Exact copies of all the entries below are expected in the answer.

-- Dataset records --
<<<<

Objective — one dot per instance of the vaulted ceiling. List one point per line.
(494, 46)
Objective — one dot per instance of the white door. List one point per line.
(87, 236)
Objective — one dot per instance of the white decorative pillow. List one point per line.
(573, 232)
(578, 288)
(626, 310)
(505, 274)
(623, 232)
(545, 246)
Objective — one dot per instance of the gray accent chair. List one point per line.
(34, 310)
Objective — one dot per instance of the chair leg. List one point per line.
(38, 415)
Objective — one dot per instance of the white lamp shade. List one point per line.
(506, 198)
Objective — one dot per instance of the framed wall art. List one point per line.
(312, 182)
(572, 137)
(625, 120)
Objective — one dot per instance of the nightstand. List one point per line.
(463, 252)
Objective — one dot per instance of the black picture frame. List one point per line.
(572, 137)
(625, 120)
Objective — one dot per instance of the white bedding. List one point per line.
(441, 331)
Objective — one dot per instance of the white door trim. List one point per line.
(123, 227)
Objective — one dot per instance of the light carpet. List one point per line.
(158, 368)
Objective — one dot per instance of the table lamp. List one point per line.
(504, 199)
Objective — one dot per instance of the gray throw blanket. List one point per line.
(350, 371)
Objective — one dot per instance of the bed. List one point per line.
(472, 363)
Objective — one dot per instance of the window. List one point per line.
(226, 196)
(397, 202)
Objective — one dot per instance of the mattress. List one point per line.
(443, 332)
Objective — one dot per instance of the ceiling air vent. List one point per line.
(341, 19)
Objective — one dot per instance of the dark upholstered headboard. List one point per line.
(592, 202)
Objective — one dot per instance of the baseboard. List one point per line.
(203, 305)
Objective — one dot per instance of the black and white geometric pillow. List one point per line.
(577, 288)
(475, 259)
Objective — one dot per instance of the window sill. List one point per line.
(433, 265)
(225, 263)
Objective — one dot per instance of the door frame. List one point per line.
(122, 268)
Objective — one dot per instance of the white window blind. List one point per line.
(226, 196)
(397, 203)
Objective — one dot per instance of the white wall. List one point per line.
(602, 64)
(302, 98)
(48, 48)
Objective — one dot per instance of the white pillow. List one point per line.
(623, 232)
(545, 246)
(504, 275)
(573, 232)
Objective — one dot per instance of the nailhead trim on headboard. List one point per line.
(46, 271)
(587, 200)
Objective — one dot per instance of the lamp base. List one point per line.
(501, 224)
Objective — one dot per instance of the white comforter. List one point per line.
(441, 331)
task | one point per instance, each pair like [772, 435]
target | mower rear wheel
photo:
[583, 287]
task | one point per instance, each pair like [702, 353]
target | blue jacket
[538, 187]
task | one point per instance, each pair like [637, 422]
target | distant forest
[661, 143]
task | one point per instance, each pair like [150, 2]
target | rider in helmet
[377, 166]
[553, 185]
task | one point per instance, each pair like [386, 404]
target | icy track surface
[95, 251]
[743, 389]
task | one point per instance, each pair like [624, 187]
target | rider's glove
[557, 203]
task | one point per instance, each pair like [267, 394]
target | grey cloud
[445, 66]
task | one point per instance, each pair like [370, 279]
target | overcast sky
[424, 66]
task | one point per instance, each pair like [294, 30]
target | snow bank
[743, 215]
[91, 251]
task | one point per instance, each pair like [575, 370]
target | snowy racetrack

>>>>

-- Worked solution --
Objective — one dot per instance of the vaulted ceiling. List one point per line.
(494, 46)
Objective — one dot per instance of the white door. List one point per line.
(87, 236)
Objective — one dot per instance of the white decorative pillow. List one point per line.
(573, 232)
(578, 288)
(626, 310)
(505, 274)
(623, 232)
(545, 246)
Objective — one dot per instance of the gray accent chair. List one point per line.
(34, 310)
Objective — one dot per instance of the chair leg. List one point per line.
(38, 415)
Objective — one dot per instance of the white lamp shade. List one point per line.
(506, 198)
Objective — one dot per instance of the framed wall art. List one point per line.
(312, 182)
(572, 137)
(625, 120)
Objective — one dot per instance of the nightstand. List one point per line.
(463, 252)
Objective — one dot per instance of the black picture frame. List one point per line.
(572, 137)
(625, 120)
Objective — one dot per instance of the white bedding. List one point per line.
(441, 331)
Objective — one dot per instance of the white door trim. List one point per line.
(123, 227)
Objective — one dot per instance of the light carpet. List one point per line.
(158, 368)
Objective — one dot per instance of the table lamp. List one point per line.
(504, 199)
Objective — one dot per instance of the gray throw blanket. List one point per line.
(350, 371)
Objective — one dot per instance of the bed. List one point per line.
(472, 363)
Objective — one dot per instance of the window. List one point per line.
(226, 196)
(397, 202)
Objective — one dot per instance of the mattress. List one point per line.
(443, 332)
Objective — one dot per instance of the ceiling air vent. List one point per line.
(341, 19)
Objective — one dot per instance of the dark upholstered headboard. List one point per line.
(592, 202)
Objective — one dot per instance of the baseboard. List one point per line.
(203, 305)
Objective — one dot per instance of the black and white geometric pillow. List one point per line.
(577, 288)
(475, 259)
Objective — one dot per instance of the window sill. List one point per line.
(433, 265)
(225, 263)
Objective — one dot per instance of the door frame. List one point per line.
(122, 268)
Objective — one dot per instance of the white window blind. List one point per line.
(226, 196)
(397, 203)
Objective — one dot per instance of the white wall. List one point per line.
(602, 64)
(302, 98)
(48, 48)
Objective — one dot per instance of the white pillow. List one point per line.
(623, 232)
(545, 246)
(504, 275)
(573, 232)
Objective — one dot per instance of the nailhead trim on headboard. List one point per line.
(46, 271)
(587, 200)
Objective — one dot per instance of the lamp base. List one point per line.
(501, 224)
Objective — one dot per instance of the white comforter. List one point per line.
(441, 331)
task | one point per instance, each pair like [772, 435]
target | mower rear wheel
photo:
[583, 287]
task | one point per instance, each pair like [702, 353]
target | blue jacket
[538, 187]
task | one point per instance, each pair like [637, 422]
target | distant forest
[661, 143]
task | one point per instance, each pair like [150, 2]
target | rider in helmet
[377, 166]
[553, 185]
task | one point per instance, each pair like [386, 404]
target | icy track surface
[95, 251]
[743, 389]
task | one point per instance, each pair like [624, 187]
target | rider's glove
[557, 203]
task | one point per instance, each pair like [267, 394]
target | grey cloud
[445, 66]
task | one point per instance, each pair like [370, 279]
target | overcast sky
[424, 66]
task | one point per instance, each pair like [294, 30]
target | snow bank
[743, 215]
[91, 251]
task | one point per instance, each pair like [575, 370]
target | snowy racetrack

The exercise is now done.